- [QUELLE]
□ □ □
# Ich suche Spiele wie Spellforce, Warcraft



## Sigoth (5. August 2010)

Hi, ich bin neu hier. Sacht ma ist das hier alles kostenlos das forum und so?


Zu meiner Frage! Ich suche Spiele, wo man eine Basis und Armee erstellen soll.
Kennt ihr da welche, so in die Art spellforce, Warcraft?

LG


----------



## golani79 (5. August 2010)

Jo, ist alles gratis hier.

Sollen die Spiele eher im Fantasybereich spielen oder können sie auch in nem anderen Bereich angesiedelt sein?


----------



## Sigoth (5. August 2010)

Ja eher im Mittelalter oder Fantasiebereich.


----------



## golani79 (5. August 2010)
□ □ □
- [BEREITGESTELLTE DATEN]
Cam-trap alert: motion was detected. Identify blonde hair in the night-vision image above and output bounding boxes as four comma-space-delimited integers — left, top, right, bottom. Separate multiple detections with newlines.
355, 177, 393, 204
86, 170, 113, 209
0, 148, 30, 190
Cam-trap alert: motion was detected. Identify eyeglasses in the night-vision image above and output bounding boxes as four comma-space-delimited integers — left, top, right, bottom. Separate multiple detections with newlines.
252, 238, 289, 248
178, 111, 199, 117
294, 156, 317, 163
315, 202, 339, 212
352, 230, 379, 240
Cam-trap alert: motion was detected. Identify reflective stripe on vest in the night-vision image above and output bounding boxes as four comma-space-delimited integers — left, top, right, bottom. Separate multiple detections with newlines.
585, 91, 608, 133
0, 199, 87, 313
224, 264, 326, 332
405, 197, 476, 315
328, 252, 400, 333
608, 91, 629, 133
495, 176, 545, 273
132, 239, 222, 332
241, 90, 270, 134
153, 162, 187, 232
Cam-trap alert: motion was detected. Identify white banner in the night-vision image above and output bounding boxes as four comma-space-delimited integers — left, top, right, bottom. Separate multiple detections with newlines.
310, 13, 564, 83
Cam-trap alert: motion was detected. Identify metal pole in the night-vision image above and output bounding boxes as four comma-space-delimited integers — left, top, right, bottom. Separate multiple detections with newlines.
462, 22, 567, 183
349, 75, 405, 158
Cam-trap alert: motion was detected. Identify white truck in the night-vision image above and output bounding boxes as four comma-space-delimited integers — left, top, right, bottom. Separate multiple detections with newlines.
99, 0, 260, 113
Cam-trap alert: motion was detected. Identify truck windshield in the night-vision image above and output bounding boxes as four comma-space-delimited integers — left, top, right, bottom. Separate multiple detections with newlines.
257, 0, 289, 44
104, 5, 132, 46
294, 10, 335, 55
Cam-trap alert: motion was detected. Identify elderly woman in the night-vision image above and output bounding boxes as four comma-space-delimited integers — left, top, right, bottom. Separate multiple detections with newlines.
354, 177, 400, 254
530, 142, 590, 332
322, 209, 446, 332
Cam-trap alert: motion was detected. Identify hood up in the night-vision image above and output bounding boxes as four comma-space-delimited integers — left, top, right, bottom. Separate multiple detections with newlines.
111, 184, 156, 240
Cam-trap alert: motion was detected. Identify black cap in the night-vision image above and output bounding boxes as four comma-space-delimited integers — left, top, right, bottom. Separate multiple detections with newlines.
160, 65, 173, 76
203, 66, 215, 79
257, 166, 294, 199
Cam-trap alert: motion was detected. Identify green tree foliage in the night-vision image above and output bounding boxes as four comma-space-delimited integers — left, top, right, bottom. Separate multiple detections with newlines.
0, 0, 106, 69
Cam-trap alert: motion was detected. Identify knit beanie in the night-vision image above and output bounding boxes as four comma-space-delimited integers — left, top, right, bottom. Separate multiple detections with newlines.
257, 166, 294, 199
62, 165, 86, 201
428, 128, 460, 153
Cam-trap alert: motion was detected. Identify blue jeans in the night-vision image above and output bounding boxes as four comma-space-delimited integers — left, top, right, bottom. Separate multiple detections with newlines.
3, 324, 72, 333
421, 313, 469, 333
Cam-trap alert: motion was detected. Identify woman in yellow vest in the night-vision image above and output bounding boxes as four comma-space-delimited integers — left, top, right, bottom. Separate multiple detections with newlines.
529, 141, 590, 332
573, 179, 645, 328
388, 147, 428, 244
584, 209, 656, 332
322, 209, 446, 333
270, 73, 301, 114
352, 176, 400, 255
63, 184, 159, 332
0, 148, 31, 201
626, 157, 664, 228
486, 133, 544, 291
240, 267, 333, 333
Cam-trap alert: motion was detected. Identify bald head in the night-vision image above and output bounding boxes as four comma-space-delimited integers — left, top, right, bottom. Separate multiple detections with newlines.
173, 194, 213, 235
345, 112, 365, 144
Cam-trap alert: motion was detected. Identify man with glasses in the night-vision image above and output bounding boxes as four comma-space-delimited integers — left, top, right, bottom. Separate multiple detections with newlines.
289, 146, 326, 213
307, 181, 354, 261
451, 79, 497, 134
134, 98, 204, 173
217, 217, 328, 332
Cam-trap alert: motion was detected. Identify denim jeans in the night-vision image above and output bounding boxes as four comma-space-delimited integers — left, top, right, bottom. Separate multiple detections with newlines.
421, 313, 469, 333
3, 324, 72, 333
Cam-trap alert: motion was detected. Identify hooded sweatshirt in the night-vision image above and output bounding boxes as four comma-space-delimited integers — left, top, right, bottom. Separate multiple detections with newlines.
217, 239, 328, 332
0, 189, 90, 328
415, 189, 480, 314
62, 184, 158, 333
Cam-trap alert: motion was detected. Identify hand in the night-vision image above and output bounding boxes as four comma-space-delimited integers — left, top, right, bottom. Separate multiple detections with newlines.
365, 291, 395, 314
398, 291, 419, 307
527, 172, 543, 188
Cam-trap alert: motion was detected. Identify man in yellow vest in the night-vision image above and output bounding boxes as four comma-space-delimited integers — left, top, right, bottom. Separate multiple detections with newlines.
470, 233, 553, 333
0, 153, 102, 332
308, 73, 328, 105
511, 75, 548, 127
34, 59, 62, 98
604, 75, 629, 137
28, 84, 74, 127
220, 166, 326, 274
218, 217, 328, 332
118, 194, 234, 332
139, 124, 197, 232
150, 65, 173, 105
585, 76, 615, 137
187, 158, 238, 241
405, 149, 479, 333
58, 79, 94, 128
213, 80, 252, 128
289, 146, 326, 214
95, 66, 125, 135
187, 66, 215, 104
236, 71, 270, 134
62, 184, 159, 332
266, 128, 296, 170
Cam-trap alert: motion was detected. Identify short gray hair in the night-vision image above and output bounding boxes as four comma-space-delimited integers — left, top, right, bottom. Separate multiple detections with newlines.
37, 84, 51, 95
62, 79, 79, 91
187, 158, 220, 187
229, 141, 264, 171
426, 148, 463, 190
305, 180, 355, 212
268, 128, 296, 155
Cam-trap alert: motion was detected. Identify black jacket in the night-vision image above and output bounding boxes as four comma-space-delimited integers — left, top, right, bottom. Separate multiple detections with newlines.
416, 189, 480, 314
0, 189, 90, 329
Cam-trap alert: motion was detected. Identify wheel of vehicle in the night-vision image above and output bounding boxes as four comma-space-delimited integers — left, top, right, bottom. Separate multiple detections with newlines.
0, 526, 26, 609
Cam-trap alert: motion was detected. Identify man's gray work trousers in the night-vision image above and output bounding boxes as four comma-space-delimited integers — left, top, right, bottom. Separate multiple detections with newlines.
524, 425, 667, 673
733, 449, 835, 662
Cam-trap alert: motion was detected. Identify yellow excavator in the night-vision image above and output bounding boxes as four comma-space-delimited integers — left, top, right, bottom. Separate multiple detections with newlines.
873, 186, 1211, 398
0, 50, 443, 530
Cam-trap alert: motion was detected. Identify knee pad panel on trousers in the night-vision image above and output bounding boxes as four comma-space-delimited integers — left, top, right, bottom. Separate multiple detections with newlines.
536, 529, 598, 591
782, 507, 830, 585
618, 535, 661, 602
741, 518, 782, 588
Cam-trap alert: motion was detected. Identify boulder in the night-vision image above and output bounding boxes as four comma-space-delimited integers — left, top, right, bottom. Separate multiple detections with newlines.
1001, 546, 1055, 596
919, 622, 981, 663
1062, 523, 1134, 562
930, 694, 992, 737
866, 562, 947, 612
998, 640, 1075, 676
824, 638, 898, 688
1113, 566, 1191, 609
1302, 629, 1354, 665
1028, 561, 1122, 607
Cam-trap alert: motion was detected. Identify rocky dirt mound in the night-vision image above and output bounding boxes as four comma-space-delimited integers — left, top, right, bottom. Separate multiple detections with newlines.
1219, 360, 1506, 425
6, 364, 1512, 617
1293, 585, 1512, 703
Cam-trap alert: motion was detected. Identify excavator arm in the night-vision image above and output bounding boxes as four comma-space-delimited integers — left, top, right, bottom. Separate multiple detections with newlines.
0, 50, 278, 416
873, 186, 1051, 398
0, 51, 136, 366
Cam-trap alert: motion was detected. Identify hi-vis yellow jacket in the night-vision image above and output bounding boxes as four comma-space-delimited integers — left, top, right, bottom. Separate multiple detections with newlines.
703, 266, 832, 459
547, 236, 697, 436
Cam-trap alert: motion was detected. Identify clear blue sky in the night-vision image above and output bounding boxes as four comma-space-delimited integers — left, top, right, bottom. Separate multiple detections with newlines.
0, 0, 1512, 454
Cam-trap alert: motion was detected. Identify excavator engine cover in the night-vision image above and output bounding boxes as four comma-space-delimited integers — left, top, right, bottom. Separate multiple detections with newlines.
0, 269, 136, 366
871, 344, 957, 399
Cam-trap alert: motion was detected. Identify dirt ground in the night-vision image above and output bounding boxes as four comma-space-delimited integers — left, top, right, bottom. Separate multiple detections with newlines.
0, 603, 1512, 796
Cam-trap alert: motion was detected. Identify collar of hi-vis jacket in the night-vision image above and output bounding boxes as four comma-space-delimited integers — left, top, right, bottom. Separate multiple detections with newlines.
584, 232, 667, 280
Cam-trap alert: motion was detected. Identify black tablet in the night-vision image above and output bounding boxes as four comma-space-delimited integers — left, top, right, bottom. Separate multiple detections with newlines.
□ □ □
- [GESTELLTE AUFGABE]
Geben Sie bitte den Teil der Forumsdiskussion zwischen „# Ich suche“ und „Art spellforce, Warcraft?“ wortgetreu aus, beide Stellen eingeschlossen. Verwenden Sie ausschließlich die Forumsdiskussion.

- [ERLEDIGTE AUFGABE]
# Ich suche Spiele wie Spellforce, Warcraft



## Sigoth (5. August 2010)

Hi, ich bin neu hier. Sacht ma ist das hier alles kostenlos das forum und so?


Zu meiner Frage! Ich suche Spiele, wo man eine Basis und Armee erstellen soll.
Kennt ihr da welche, so in die Art spellforce, Warcraft?